_INPUT DATA_:
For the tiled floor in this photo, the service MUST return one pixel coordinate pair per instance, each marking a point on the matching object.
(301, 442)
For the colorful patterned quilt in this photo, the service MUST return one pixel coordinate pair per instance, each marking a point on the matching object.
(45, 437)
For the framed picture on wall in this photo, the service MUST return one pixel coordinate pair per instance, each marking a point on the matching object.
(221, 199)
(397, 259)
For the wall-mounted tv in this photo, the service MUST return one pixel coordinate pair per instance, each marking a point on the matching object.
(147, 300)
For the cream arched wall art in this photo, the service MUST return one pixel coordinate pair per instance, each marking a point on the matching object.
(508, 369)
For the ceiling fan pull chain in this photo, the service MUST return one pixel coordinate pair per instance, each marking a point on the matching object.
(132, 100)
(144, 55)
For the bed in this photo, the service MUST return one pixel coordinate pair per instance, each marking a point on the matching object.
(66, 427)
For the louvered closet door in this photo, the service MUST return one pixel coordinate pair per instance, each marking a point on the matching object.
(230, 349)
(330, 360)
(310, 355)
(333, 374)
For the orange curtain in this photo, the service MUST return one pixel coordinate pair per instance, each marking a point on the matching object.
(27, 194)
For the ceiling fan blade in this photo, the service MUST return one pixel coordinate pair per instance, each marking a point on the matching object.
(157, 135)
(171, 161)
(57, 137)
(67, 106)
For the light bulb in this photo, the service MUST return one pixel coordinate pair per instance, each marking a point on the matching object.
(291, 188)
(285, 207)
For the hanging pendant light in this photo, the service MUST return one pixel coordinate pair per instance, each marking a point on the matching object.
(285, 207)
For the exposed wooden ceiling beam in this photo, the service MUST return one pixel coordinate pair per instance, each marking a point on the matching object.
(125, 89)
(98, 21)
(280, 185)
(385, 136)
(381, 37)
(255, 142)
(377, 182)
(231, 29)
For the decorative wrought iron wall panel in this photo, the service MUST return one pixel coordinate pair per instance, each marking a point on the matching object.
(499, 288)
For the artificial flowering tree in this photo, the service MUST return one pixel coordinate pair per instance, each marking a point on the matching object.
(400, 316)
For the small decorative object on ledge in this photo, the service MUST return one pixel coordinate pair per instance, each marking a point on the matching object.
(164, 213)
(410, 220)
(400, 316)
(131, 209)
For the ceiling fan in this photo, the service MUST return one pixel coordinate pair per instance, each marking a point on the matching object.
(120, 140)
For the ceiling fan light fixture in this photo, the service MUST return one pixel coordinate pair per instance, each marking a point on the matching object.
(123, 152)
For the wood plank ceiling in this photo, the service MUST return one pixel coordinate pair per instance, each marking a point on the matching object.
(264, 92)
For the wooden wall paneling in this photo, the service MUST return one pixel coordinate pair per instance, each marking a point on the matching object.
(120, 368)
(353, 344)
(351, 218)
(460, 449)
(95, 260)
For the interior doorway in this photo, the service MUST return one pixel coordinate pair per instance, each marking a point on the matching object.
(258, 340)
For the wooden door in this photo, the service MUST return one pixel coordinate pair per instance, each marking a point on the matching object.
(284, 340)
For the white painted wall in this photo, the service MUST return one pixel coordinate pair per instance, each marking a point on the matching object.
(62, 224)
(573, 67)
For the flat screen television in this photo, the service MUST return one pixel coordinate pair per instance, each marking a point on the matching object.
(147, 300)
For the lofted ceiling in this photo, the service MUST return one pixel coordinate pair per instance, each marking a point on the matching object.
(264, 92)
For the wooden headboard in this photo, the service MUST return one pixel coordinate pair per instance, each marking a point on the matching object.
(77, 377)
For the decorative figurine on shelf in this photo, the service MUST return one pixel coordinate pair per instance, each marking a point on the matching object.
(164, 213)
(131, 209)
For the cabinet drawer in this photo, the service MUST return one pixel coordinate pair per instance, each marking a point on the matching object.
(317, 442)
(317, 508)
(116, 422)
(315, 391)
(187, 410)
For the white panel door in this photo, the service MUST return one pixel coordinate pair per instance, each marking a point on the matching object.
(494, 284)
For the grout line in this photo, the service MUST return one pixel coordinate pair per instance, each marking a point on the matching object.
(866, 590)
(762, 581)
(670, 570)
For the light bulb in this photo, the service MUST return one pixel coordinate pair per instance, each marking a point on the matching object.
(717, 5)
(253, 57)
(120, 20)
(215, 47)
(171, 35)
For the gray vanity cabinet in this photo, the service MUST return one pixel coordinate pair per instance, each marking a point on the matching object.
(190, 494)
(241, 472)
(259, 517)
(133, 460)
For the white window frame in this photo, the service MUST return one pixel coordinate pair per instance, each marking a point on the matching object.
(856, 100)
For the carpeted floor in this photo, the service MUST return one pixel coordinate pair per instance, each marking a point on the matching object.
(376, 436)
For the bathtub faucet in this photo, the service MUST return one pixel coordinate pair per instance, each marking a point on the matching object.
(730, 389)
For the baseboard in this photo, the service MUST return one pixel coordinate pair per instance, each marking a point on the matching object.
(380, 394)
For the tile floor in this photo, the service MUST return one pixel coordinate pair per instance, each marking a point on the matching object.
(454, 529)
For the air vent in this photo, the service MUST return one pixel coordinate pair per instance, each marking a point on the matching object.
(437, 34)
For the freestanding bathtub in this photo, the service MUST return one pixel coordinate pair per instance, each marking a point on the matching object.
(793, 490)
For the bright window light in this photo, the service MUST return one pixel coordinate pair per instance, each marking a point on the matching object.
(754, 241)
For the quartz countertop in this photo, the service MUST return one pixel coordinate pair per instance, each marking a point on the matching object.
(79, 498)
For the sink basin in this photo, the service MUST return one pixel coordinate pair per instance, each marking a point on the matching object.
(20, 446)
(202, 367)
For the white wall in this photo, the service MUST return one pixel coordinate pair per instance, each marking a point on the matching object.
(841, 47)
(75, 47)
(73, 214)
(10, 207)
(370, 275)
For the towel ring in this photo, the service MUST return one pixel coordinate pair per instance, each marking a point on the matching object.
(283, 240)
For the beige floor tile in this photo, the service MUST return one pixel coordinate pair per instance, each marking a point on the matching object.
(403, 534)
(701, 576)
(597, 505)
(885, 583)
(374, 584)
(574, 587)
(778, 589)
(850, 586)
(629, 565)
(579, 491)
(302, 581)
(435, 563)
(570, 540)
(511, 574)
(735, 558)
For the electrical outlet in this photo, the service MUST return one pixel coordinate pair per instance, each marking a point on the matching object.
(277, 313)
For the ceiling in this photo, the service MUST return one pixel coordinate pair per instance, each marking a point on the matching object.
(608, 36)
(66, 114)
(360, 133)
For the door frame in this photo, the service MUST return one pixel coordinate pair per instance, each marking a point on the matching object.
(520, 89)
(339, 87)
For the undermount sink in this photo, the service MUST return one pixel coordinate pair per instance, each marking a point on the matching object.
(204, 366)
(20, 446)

_YOUR ASSIGNMENT_: Write the lines out again exactly, beginning at the line that contains "For the undermount" and stopping only at the final line of the listing above.

_EXERCISE OUTPUT_:
For the undermount sink in this photo, the service MUST return one pixel coordinate pair per instance, each marking a point on the matching object.
(204, 366)
(20, 446)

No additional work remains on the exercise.